======== PROVIDED MATERIAL
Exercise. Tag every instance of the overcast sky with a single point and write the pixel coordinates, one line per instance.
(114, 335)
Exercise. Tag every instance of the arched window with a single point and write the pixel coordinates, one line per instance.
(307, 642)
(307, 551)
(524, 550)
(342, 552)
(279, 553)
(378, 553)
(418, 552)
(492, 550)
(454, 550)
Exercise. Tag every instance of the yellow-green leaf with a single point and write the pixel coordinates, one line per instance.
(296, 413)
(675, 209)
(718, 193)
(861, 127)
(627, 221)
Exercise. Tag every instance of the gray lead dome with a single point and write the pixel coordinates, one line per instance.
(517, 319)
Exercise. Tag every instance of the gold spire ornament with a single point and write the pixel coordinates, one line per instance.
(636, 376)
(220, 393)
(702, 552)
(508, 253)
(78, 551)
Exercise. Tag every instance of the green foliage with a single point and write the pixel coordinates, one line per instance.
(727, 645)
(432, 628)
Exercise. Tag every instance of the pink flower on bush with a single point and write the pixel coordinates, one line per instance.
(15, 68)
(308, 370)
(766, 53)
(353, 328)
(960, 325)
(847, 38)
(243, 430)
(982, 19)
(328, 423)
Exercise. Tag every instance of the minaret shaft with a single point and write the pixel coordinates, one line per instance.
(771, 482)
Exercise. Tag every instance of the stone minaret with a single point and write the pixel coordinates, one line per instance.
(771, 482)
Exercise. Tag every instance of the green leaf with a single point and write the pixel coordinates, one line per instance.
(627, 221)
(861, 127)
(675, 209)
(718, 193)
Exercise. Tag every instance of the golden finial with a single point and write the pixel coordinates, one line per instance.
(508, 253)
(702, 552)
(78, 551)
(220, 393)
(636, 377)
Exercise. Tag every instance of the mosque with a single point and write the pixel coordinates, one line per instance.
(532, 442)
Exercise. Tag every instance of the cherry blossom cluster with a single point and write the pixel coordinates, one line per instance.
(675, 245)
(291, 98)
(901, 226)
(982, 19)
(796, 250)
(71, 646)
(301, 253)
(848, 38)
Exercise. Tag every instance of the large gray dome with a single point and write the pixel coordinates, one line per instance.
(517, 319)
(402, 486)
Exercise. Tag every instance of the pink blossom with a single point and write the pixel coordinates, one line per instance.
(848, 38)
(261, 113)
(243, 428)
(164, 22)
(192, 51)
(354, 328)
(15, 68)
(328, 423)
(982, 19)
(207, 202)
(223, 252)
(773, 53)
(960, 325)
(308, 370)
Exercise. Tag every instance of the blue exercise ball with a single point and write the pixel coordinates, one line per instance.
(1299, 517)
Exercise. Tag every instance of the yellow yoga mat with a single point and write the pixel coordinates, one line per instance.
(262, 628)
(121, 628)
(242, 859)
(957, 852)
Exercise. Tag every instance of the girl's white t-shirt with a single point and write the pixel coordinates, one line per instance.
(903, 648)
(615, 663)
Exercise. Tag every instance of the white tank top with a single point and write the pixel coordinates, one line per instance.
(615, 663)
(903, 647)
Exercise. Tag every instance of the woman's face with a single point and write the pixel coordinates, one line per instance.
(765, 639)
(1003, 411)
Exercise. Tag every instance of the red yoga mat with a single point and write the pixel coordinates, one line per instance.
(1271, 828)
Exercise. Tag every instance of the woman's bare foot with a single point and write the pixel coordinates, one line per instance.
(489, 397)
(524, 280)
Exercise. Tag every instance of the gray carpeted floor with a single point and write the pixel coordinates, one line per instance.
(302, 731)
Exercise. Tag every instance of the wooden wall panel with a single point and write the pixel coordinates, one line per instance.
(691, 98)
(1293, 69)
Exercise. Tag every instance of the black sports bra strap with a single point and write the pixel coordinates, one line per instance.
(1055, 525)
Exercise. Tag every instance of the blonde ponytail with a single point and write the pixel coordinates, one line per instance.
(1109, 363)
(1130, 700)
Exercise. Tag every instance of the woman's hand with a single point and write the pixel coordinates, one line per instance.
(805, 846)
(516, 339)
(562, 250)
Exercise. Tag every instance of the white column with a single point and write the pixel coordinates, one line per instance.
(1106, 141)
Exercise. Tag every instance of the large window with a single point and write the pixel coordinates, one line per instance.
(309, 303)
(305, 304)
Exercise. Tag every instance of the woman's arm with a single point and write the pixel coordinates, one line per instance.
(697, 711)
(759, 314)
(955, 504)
================
» **WHAT TO WORK ON**
Copy exactly the lines of the listing above, beginning at the line with "Exercise. Tag every instance of the woman's bare" and ending at its final line; write out nothing else.

» **SOLVED PROBLEM**
Exercise. Tag every instance of the woman's bare foot with a single point and write the pixel coordinates, one line per instance.
(489, 397)
(524, 280)
Exercise. Tag every instance of the gray carpeted floor with a single point and write the pixel coordinates, one line per instance.
(302, 731)
Exercise. Tag every instance of the wooden wall panel with a single point and write the pixel coordinates, one line per instance.
(691, 98)
(1293, 69)
Exercise. Tag every instance of the black sports bra strap with a single point and write the pixel coordinates, one line per instance.
(1055, 525)
Exercise. Tag every instance of the blonde ponytail with a single point and write the pixel coordinates, one line per instance.
(1109, 363)
(1130, 700)
Exercise. Tag every instance of the woman's hand with a single point and write the pixel coordinates, one line per instance.
(805, 846)
(516, 339)
(562, 250)
Exercise. Tag every instance of the white column with a single point and write the pixel coordinates, one line per instance.
(1106, 141)
Exercise. Tag every instance of the large window with a single point and write the pixel coordinates, one line per instance.
(309, 303)
(305, 304)
Exercise. Tag every instance of the woman's arm with a single point and write the pixel coordinates, one line per instance.
(697, 711)
(759, 314)
(955, 504)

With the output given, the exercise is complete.